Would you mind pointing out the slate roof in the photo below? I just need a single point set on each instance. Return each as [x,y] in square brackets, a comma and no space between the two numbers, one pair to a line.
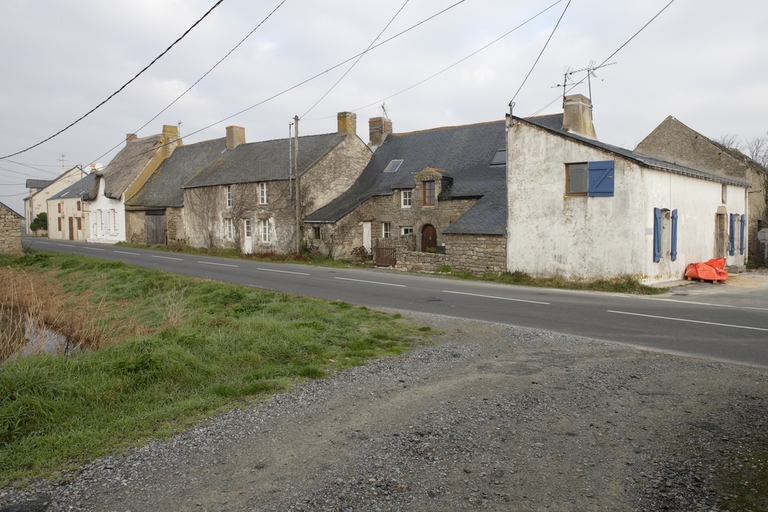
[264,161]
[164,188]
[465,154]
[549,123]
[126,166]
[77,189]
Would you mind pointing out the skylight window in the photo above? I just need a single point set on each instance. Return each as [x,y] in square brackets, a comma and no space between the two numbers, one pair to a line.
[500,158]
[393,166]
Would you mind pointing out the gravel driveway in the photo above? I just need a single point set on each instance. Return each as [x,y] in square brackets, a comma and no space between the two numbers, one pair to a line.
[488,417]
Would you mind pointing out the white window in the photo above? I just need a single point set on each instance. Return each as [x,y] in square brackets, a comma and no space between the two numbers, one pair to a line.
[264,229]
[262,193]
[406,198]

----------

- **Exercise goal**
Please convert the data above into a JSON list of strings, one string per line, with blank lines skipped. Leave the picture out of the list.

- **Exercise solution**
[
  "Would you mind pointing out the slate roof in the photo below? I just need a single point set on each instance. Return each as [x,y] in square brackets, a comma and no space between the two numbers, one pair to a line.",
  "[264,161]",
  "[164,188]",
  "[465,154]",
  "[549,123]",
  "[126,166]",
  "[77,189]",
  "Would you mind pointing out the skylight window in the photo above? I just need a single point set on each instance. Return each as [x,y] in square brackets, a comma and no space between the two numbers, one pair to a line.",
  "[500,158]",
  "[393,166]",
  "Would you mind pointing out the gravel driveway in the photo above? I just need a single point set on each instance. Return each as [x,y] in square brackets, a comma and no space between the two numbers, one pair to a line.",
  "[488,417]",
  "Would you mind pointing out the white window in the photo above? I just need a single point set on each instance. Return each as [x,y] in square brackets, a comma and no space between the two numbers, one pair to a line.",
  "[264,229]",
  "[262,193]",
  "[406,198]"
]